(Beginning of Exercise input)

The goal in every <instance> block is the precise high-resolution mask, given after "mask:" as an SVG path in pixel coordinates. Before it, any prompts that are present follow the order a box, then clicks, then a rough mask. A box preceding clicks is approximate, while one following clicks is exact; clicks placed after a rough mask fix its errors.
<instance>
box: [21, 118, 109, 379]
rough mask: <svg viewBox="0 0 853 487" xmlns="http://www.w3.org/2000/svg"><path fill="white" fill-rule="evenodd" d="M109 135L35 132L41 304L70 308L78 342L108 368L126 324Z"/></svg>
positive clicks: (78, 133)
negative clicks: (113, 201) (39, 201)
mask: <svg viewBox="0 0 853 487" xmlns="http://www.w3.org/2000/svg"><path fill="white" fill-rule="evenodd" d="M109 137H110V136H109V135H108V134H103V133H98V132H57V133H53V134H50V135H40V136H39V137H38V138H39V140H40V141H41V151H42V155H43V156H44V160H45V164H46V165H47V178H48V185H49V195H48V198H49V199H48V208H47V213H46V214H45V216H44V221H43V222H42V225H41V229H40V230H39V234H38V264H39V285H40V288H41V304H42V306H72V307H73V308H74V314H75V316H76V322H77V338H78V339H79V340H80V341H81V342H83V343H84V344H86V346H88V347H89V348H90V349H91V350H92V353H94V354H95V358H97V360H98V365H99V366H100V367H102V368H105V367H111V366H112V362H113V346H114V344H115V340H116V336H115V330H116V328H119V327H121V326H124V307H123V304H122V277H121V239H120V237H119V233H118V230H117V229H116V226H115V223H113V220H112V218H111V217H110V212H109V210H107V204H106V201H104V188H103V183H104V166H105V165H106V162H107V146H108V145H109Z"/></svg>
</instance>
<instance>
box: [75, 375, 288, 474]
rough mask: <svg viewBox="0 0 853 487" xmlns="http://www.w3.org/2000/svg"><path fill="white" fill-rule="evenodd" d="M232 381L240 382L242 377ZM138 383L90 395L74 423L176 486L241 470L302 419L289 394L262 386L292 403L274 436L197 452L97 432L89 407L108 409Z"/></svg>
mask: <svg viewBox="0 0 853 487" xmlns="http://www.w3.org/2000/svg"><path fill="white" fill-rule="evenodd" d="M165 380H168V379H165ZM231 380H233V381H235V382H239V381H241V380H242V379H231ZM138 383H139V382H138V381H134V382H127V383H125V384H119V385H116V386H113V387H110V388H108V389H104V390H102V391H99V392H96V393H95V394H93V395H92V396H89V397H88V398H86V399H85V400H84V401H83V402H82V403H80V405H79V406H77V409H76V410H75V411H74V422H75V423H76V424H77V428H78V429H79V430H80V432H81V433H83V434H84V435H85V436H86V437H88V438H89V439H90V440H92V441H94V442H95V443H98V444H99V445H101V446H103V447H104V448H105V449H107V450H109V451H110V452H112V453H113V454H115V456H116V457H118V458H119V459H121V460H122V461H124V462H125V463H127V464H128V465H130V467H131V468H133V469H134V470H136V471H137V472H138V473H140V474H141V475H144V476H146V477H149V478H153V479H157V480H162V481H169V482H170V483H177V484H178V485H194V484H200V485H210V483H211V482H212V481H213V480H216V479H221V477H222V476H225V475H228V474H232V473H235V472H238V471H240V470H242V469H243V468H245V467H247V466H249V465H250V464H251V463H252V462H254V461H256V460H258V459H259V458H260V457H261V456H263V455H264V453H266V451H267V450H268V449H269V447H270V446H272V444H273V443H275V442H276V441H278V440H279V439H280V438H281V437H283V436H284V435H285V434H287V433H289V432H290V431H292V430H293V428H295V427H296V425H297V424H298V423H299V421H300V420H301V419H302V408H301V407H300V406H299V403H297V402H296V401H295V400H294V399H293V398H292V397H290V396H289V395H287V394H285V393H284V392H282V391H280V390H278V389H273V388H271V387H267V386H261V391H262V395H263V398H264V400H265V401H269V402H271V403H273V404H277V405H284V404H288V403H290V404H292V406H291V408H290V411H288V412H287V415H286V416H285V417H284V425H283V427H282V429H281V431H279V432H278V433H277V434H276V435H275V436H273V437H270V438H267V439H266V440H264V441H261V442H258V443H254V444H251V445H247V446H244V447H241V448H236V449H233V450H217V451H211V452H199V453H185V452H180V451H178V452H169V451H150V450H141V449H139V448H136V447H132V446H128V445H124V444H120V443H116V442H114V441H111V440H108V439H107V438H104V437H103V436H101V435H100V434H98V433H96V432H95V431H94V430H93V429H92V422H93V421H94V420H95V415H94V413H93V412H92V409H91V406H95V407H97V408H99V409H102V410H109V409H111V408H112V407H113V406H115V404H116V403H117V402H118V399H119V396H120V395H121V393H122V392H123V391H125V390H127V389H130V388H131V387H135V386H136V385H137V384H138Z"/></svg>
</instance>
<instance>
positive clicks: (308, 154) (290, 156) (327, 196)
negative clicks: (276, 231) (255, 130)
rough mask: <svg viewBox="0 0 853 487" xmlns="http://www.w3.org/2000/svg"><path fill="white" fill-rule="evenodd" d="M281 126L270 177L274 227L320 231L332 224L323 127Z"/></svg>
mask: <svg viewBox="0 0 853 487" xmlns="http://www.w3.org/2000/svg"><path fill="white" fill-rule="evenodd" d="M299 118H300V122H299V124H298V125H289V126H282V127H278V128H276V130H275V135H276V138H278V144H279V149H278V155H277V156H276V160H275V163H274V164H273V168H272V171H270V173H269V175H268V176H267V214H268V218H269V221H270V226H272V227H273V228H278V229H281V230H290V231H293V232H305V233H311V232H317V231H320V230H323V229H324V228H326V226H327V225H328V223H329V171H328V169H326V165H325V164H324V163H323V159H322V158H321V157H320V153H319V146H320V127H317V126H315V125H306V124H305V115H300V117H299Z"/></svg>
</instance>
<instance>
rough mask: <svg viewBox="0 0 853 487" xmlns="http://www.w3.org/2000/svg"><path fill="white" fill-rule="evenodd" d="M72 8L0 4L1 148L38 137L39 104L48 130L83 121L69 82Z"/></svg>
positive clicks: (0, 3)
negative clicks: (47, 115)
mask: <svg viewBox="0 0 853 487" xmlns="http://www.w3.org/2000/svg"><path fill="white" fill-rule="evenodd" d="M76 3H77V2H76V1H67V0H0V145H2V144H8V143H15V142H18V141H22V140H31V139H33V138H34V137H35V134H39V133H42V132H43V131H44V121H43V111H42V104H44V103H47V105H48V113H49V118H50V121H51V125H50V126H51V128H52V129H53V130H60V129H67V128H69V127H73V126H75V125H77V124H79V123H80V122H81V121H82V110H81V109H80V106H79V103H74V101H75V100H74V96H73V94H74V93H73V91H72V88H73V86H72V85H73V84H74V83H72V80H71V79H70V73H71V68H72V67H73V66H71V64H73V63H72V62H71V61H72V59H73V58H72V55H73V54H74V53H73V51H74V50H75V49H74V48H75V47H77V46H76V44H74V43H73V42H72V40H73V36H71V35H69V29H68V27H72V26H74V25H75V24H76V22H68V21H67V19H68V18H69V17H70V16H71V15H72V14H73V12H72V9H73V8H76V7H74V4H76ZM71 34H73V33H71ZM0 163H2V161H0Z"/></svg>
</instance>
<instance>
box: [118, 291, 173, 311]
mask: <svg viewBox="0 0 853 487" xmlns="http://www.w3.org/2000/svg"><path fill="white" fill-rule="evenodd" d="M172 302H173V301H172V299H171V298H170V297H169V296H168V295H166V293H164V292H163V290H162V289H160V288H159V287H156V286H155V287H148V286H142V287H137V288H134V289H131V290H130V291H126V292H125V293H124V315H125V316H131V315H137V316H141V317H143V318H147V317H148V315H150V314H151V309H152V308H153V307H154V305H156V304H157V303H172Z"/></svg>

(End of Exercise input)

◆ **Task brief**
Render the lines of the listing from its start through the line that contains "box: [21, 118, 109, 379]", inclusive, as a JSON list of strings, one string per line, omitting blank lines.

◆ **Answer to this task**
[
  "The goal in every <instance> block is the precise high-resolution mask, given after \"mask:\" as an SVG path in pixel coordinates. Before it, any prompts that are present follow the order a box, then clicks, then a rough mask. A box preceding clicks is approximate, while one following clicks is exact; clicks placed after a rough mask fix its errors.",
  "<instance>",
  "box: [21, 118, 109, 379]"
]